- _Given problem 1_:
Select every line of the records that contains the string "green", treating uppercase and lowercase as different.

Welcome to the New Hampshire, where the underprivileged and upscale exist under the same roof, part of a shift in the District’s housing stock that experts say is likely to change the face of the city for decades to come. Fueled by a strong job market for young professionals and a credit crunch that has made condominium conversion difficult, low-income apartment buildings are undergoing rapid makeovers to meet the demand for upscale housing.

As a result, low-cost rental housing is now disappearing at a faster rate than it was during the height of the housing boom, according to a new analysis of census data by the D.C. Fiscal Policy Institute. Median rents soared by as much as 50 percent between 2000 and 2010, with much of that increase taking place during the downturn, the analysis found.

The residents of the New Hampshire, a 1920s vintage building by the Georgia Avenue-
Petworth Metro station, are intimately familiar with the forces reshaping the city. Their building and the adjacent Quincy were purchased in 2010 by Urban Investment Partners, which launched extensive renovations under an agreement worked out with the tenants.

To comply with the District’s housing laws, UIP promised to bring the buildings up to code and even upgrade them and let the residents who chose to stay keep their apartments rent controlled. Those who wished to leave could walk away with a buyout of $10,000. In exchange, the owner would be allowed to charge new tenants market-rate rents.

Such voluntary agreements are increasingly common, housing advocates say, because they allow building owners to raise rents without a prolonged fight while giving tenants a way to get their buildings fixed up, or, if they prefer, money to move out. Over the past several years, UIP has pioneered the use of voluntary agreements and is now one of the city’s most prolific users of them. The alternatives, such as petitioning the residents to raise the rent, very often trigger court battles, which cost money and goodwill.

“Talk about making a group of people hate you,” said UIP co-founder and principal Steve Schwat. “I don’t like to be hated.”

Many of the residents at the New Hampshire and the Quincy chose to take the $10,000 buyout and clear out. When the renovation work began last May, about 30 of the 99 units were occupied. New roofs were installed, along with new windows and a new electrical system, and the lobbies got boutique hotel makeovers with bold wallpaper and new lighting.

- _Input rows_:
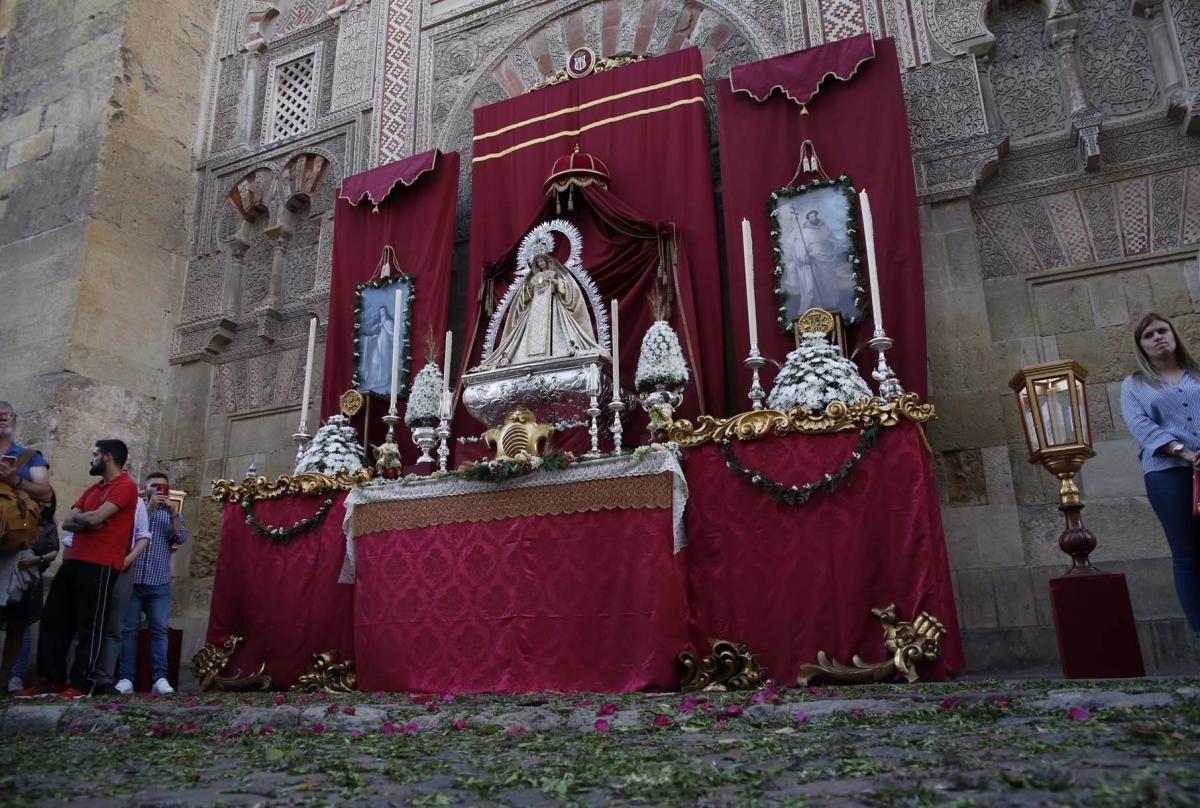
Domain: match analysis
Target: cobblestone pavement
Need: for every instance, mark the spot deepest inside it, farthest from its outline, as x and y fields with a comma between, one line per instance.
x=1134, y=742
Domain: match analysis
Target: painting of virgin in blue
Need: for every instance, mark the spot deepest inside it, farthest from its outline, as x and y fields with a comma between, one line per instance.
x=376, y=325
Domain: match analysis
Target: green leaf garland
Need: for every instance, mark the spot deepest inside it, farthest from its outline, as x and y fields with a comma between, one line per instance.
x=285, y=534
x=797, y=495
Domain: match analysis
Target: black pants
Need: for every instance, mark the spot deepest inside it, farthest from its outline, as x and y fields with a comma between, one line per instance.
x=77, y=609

--

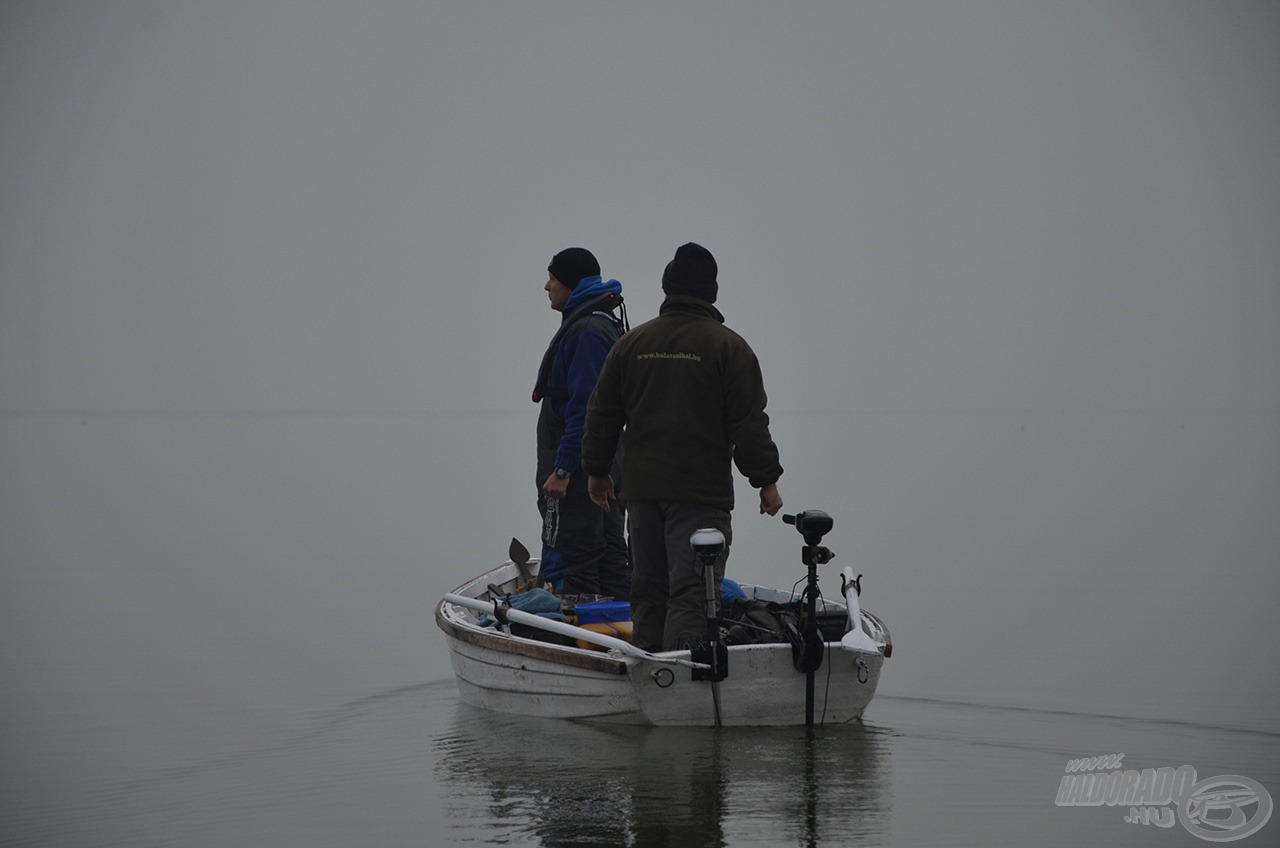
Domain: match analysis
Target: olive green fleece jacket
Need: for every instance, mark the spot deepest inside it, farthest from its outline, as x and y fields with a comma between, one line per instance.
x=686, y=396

- _Given problem 2_:
Summarize the text about District housing in two sentences.

- _Correct result 1_:
Target: green leaf garland
Target: olive green fleece jacket

- _Correct result 2_:
Low-income apartment buildings in the District are being rapidly renovated to meet demand for upscale housing, and a D.C. Fiscal Policy Institute analysis found that low-cost rental housing is disappearing faster than it did at the height of the housing boom. Urban Investment Partners bought the New Hampshire and the Quincy in 2010 and made a voluntary agreement with the tenants: residents who stayed would keep rent-controlled apartments, those who left could take a $10,000 buyout, and new tenants would pay market-rate rents.